_DATASET CONTENT_:
----
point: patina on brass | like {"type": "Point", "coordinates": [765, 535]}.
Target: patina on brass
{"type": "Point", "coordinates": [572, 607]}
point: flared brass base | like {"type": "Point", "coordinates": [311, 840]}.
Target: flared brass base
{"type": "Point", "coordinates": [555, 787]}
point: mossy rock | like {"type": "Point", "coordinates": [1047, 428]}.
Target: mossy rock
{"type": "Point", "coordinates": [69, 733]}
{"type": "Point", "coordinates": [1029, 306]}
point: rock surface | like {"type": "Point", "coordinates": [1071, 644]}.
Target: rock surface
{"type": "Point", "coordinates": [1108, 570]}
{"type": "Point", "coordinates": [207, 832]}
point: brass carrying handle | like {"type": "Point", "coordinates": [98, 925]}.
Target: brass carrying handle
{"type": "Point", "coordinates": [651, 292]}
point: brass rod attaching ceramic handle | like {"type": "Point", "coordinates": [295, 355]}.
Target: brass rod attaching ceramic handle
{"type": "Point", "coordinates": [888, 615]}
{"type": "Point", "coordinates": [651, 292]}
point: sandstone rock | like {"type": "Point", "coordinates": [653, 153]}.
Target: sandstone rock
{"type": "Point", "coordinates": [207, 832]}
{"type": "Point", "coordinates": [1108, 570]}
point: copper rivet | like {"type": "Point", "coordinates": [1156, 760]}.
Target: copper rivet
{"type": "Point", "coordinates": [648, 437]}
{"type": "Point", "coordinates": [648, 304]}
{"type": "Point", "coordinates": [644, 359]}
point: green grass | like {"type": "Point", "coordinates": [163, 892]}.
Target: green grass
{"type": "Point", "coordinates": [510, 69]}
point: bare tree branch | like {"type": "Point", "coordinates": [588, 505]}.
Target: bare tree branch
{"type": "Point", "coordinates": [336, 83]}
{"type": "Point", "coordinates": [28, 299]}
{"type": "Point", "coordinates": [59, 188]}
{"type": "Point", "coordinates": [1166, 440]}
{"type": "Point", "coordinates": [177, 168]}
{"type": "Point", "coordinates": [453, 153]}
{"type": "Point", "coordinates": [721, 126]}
----
Rewrite the listing above as a two-column CSV with the header "prompt" and "points", one row for each request in the listing. Put the request text in the first column and its answer in the second, each in a single quoted field with any line breaks replaced by spaces.

prompt,points
"point: patina on brass | like {""type"": ""Point"", ""coordinates"": [765, 535]}. Target: patina on brass","{""type"": ""Point"", ""coordinates"": [572, 607]}"
"point: flared brass base | like {""type"": ""Point"", ""coordinates"": [311, 840]}. Target: flared brass base","{""type"": ""Point"", ""coordinates"": [555, 787]}"
"point: mossy rock | like {""type"": ""Point"", ""coordinates"": [1047, 428]}. Target: mossy rock","{""type"": ""Point"", ""coordinates"": [69, 733]} {""type"": ""Point"", ""coordinates"": [1029, 306]}"
"point: rock surface | like {""type"": ""Point"", ""coordinates"": [1071, 644]}. Target: rock surface","{""type"": ""Point"", ""coordinates"": [1108, 570]} {""type"": ""Point"", ""coordinates"": [207, 832]}"
"point: brass carrying handle | like {""type"": ""Point"", ""coordinates"": [98, 925]}. Target: brass carrying handle","{""type"": ""Point"", ""coordinates"": [651, 292]}"
"point: brass rod attaching ceramic handle | like {""type"": ""Point"", ""coordinates"": [295, 355]}. Target: brass rod attaching ceramic handle","{""type"": ""Point"", ""coordinates"": [888, 615]} {""type"": ""Point"", ""coordinates"": [651, 292]}"
"point: sandstone rock | like {""type"": ""Point"", ""coordinates"": [653, 153]}. Target: sandstone rock","{""type"": ""Point"", ""coordinates"": [207, 832]} {""type"": ""Point"", ""coordinates"": [1108, 570]}"
"point: copper rivet | like {""type"": ""Point"", ""coordinates"": [1156, 760]}. Target: copper rivet","{""type"": ""Point"", ""coordinates"": [648, 437]} {""type"": ""Point"", ""coordinates"": [648, 304]} {""type"": ""Point"", ""coordinates"": [644, 359]}"
"point: green grass | like {""type"": ""Point"", ""coordinates"": [163, 892]}. Target: green grass","{""type"": ""Point"", ""coordinates"": [510, 69]}"
"point: bare tree branch | like {""type"": ""Point"", ""coordinates"": [588, 505]}. Target: bare tree branch","{""type"": ""Point"", ""coordinates"": [336, 83]} {""type"": ""Point"", ""coordinates"": [28, 299]} {""type"": ""Point"", ""coordinates"": [59, 188]} {""type"": ""Point"", ""coordinates"": [1166, 440]} {""type"": ""Point"", ""coordinates"": [177, 168]} {""type"": ""Point"", ""coordinates"": [453, 153]} {""type"": ""Point"", ""coordinates"": [721, 126]}"